**STATED PROBLEM:**
Reproduce the listing from the line with "Please trace the outline of every instance of the driver" up to and including the line with "POLYGON ((194 137, 201".

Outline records
--- BEGIN ---

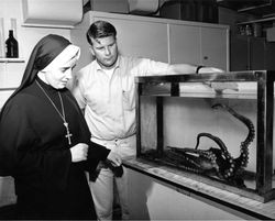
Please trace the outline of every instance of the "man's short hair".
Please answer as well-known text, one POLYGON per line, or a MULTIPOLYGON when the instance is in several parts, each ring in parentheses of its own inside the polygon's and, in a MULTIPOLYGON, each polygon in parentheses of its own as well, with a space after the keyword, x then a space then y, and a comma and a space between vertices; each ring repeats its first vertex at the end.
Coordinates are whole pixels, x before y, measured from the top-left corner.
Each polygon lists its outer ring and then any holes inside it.
POLYGON ((96 40, 96 38, 107 37, 107 36, 113 36, 114 38, 117 37, 116 27, 107 21, 94 22, 86 33, 87 41, 90 45, 92 45, 91 38, 96 40))

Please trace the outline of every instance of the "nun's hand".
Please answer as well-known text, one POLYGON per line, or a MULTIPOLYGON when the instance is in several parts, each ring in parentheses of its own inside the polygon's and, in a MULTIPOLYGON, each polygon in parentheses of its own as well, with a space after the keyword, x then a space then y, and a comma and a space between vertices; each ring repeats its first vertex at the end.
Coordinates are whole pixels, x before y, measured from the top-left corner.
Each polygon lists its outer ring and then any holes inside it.
POLYGON ((110 161, 112 166, 120 166, 121 163, 122 163, 121 156, 118 153, 113 152, 113 151, 111 151, 109 153, 109 155, 107 156, 107 159, 110 161))
POLYGON ((85 143, 79 143, 70 147, 72 162, 82 162, 87 159, 88 156, 88 145, 85 143))

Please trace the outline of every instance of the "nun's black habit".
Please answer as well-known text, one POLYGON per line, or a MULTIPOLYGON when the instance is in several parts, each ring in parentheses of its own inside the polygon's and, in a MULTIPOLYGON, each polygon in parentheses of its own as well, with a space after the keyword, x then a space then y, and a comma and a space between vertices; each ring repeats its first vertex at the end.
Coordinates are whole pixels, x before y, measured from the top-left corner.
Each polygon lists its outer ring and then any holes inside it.
POLYGON ((68 89, 58 90, 73 134, 65 137, 62 118, 35 79, 61 111, 57 90, 37 78, 70 43, 47 35, 34 47, 22 82, 0 115, 0 176, 12 176, 18 196, 18 219, 96 219, 85 170, 92 170, 109 150, 90 142, 80 109, 68 89), (89 144, 87 162, 72 163, 69 147, 89 144))

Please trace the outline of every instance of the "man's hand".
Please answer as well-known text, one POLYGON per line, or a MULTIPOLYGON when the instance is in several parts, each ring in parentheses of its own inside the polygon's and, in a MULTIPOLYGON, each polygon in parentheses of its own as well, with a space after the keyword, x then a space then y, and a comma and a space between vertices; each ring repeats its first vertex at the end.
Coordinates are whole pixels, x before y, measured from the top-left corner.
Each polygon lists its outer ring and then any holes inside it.
POLYGON ((79 143, 73 147, 70 147, 72 162, 82 162, 87 159, 88 156, 88 145, 85 143, 79 143))
POLYGON ((121 156, 117 154, 116 152, 111 151, 109 155, 107 156, 107 159, 110 161, 112 166, 120 166, 122 164, 121 156))

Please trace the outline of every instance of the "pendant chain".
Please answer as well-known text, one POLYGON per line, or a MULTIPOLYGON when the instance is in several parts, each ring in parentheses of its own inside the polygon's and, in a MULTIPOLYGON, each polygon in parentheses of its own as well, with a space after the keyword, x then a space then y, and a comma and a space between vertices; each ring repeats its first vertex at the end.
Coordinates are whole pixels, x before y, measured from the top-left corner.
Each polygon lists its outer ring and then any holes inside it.
POLYGON ((61 99, 62 113, 59 112, 59 110, 58 110, 57 107, 55 106, 54 101, 50 98, 50 96, 47 95, 47 92, 44 90, 44 88, 38 84, 38 81, 35 80, 35 82, 36 82, 37 86, 41 88, 41 90, 45 93, 45 96, 47 97, 47 99, 51 101, 52 106, 55 108, 56 112, 57 112, 57 113, 59 114, 59 117, 62 118, 63 124, 64 124, 64 126, 66 128, 66 135, 65 135, 65 137, 68 139, 68 144, 70 145, 70 144, 72 144, 70 136, 73 136, 73 134, 69 133, 68 122, 66 121, 66 115, 65 115, 65 110, 64 110, 64 104, 63 104, 63 99, 62 99, 61 92, 57 91, 58 97, 59 97, 59 99, 61 99))
POLYGON ((47 95, 47 92, 44 90, 44 88, 38 84, 38 81, 35 80, 35 82, 40 86, 41 90, 45 93, 45 96, 47 97, 47 99, 51 101, 51 103, 53 104, 53 107, 55 108, 55 110, 57 111, 57 113, 61 115, 63 122, 66 122, 66 118, 65 118, 65 111, 64 111, 64 106, 63 106, 63 100, 62 100, 62 96, 59 93, 59 91, 57 91, 59 99, 61 99, 61 103, 62 103, 62 113, 61 111, 57 109, 57 107, 55 106, 54 101, 50 98, 50 96, 47 95))

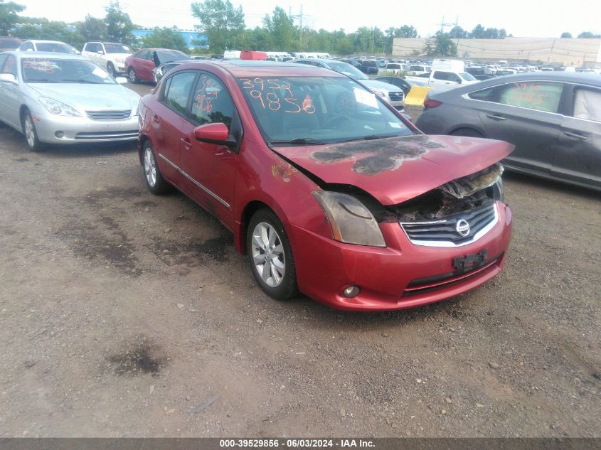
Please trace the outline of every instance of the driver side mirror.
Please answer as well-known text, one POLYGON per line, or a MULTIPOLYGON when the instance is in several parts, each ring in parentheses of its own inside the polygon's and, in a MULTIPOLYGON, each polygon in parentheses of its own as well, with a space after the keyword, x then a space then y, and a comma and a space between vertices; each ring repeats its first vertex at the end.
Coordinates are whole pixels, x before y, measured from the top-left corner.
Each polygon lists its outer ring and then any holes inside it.
POLYGON ((14 85, 17 84, 16 77, 15 77, 12 73, 0 73, 0 81, 10 82, 14 85))
POLYGON ((194 137, 201 142, 225 145, 226 147, 235 146, 238 144, 236 139, 230 136, 228 127, 222 122, 196 127, 194 137))

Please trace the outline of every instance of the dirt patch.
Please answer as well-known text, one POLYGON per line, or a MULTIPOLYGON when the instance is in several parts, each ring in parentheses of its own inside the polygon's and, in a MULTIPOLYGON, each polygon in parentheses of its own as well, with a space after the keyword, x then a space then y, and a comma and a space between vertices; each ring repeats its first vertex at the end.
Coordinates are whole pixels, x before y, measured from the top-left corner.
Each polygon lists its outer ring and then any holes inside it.
POLYGON ((142 340, 133 347, 107 357, 105 368, 106 372, 118 376, 135 376, 144 373, 158 376, 168 360, 161 354, 160 348, 142 340))
POLYGON ((164 264, 171 266, 182 264, 196 267, 207 262, 227 262, 228 254, 233 251, 233 237, 224 234, 202 242, 188 240, 179 242, 154 237, 150 250, 164 264))

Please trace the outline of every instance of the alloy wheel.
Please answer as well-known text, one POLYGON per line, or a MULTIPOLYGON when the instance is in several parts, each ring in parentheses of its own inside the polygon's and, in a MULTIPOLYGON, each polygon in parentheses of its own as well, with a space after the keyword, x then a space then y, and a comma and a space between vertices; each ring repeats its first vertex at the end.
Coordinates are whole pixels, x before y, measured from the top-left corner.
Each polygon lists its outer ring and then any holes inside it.
POLYGON ((265 284, 280 286, 286 273, 286 259, 282 240, 271 225, 257 224, 252 230, 252 250, 255 269, 265 284))
POLYGON ((156 161, 150 149, 146 149, 144 152, 144 173, 149 186, 154 188, 156 184, 156 161))
POLYGON ((25 116, 25 138, 30 148, 33 149, 36 146, 36 129, 33 120, 28 114, 25 116))

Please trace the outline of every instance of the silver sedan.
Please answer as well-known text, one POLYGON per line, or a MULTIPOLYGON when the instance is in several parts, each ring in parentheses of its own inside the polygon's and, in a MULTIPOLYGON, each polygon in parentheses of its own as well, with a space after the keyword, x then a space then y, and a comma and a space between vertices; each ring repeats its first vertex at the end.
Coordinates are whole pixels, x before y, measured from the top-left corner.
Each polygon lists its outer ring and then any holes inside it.
POLYGON ((44 143, 135 140, 140 96, 90 60, 42 52, 0 53, 0 121, 44 143))

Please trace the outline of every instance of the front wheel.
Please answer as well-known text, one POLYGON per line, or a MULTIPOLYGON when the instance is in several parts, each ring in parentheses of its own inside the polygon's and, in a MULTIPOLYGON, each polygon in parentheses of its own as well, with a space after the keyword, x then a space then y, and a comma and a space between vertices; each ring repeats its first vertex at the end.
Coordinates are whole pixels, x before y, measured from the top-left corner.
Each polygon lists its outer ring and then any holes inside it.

--- END ---

**FINISHED EXERCISE:**
Please trace the outline of every instance of the driver side mirror.
Please answer as well-known text, one POLYGON per line, or a MULTIPOLYGON when the instance is in several parts, each ring in parentheses of its own inside the polygon's and, in a MULTIPOLYGON, each polygon in parentheses of its own as well, with a space after the keyword, x then a space then y, and a comma and a space between vertices; each ring repeats its first vertex at the end.
Coordinates are whole pixels, x before y, measured from the top-left corner.
Each polygon lists its outer ring and then any holes inside it.
POLYGON ((14 85, 17 84, 16 77, 15 77, 12 73, 0 73, 0 81, 10 82, 14 85))
POLYGON ((194 137, 201 142, 225 145, 226 147, 235 146, 238 144, 236 139, 230 136, 228 127, 222 122, 196 127, 194 137))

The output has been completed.